It's been about 8 years since my college stats class, so you can imagine the proper formula for this escapes me at the moment.
Here's the 'cheap and dirty' method that I came up with. This solution uses ColdFusion. Yours may use whatever language you'd like. I'm a programmer, I think I can handle porting it. Ultimately my solution needs to be in Groovy - I wrote this one in ColdFusion because it's easy to quickly write/test in CF.
public function weightedRandom( Struct options ) {
var tempArr = [];
for( var o in arguments.options )
{
var weight = arguments.options[ o ] * 10;
for ( var i = 1; i<= weight; i++ )
{
arrayAppend( tempArr, o );
}
}
return tempArr[ randRange( 1, arrayLen( tempArr ) ) ];
}
// test it
opts = { 0=.8, 1=.1, 2=.1 };
for( x = 1; x<=10; x++ )
{
writeDump( weightedRandom( opts ) );
}
I'm looking for better solutions, please suggest improvements or alternatives.
Rejection sampling (such as in your solution) is the first thing that comes to mind, whereby you build a lookup table with elements populated by their weight distribution, then pick a random location in the table and return it. As an implementation choice, I would make a higher order function which takes a spec and returns a function which returns values based on the distribution in the spec, this way you avoid having to build the table for each call. The downsides are that the algorithmic performance of building the table is linear by the number of items and there could potentially be a lot of memory usage for large specs (or those with members with very small or precise weights, e.g. {0:0.99999, 1:0.00001}). The upside is that picking a value has constant time, which might be desirable if performance is critical. In JavaScript:
function weightedRand(spec) {
var i, j, table=[];
for (i in spec) {
// The constant 10 below should be computed based on the
// weights in the spec for a correct and optimal table size.
// E.g. the spec {0:0.999, 1:0.001} will break this impl.
for (j=0; j<spec[i]*10; j++) {
table.push(i);
}
}
return function() {
return table[Math.floor(Math.random() * table.length)];
}
}
var rand012 = weightedRand({0:0.8, 1:0.1, 2:0.1});
rand012(); // random in distribution...
Another strategy is to pick a random number in [0,1) and iterate over the weight specification summing the weights, if the random number is less than the sum then return the associated value. Of course, this assumes that the weights sum to one. This solution has no up-front costs but has average algorithmic performance linear by the number of entries in the spec. For example, in JavaScript:
function weightedRand2(spec) {
var i, sum=0, r=Math.random();
for (i in spec) {
sum += spec[i];
if (r <= sum) return i;
}
}
weightedRand2({0:0.8, 1:0.1, 2:0.1}); // random in distribution...
Generate a random number R between 0 and 1.
If R in [0, 0.1) -> 1
If R in [0.1, 0.2) -> 2
If R in [0.2, 1] -> 3
If you can't directly get a number between 0 and 1, generate a number in a range that will produce as much precision as you want. For example, if you have the weights for
(1, 83.7%) and (2, 16.3%), roll a number from 1 to 1000. 1-837 is a 1. 838-1000 is 2.

EXERCISE TASKS -
**A.** In the thread on weighted random selection, what language does the original poster's final solution need to be in?
**B.** Copy down the stretch of the thread from "It's been about" through "weight; i++ )" word for word.
The rows after this thread are separate material.

DATA SECTION -
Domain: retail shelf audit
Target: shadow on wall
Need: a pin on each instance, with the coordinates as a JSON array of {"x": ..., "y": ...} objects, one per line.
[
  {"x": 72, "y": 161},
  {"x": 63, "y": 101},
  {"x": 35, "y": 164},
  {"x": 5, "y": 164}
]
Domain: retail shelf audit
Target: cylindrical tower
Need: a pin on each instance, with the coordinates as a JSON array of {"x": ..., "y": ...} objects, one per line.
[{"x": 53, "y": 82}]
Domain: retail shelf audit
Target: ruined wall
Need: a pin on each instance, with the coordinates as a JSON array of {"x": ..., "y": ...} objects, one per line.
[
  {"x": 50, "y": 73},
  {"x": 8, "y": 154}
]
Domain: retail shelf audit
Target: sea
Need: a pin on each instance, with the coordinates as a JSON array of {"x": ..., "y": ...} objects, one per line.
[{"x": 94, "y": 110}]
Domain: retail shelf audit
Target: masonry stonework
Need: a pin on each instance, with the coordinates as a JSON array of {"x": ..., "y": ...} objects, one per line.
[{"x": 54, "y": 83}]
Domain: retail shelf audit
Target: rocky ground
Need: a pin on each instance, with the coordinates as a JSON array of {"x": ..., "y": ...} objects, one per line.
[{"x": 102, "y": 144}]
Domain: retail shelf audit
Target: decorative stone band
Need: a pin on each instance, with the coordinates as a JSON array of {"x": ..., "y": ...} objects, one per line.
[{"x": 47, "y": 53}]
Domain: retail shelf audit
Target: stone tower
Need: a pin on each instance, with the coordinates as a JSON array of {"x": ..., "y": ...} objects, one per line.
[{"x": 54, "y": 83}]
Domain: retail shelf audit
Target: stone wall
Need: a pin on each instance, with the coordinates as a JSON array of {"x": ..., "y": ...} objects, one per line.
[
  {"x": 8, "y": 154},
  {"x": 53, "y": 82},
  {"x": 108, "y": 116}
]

SET OF ANSWERS -
**A.** Groovy.

**B.**
It's been about 8 years since my college stats class, so you can imagine the proper formula for this escapes me at the moment.
Here's the 'cheap and dirty' method that I came up with. This solution uses ColdFusion. Yours may use whatever language you'd like. I'm a programmer, I think I can handle porting it. Ultimately my solution needs to be in Groovy - I wrote this one in ColdFusion because it's easy to quickly write/test in CF.
public function weightedRandom( Struct options ) {
var tempArr = [];
for( var o in arguments.options )
{
var weight = arguments.options[ o ] * 10;
for ( var i = 1; i<= weight; i++ )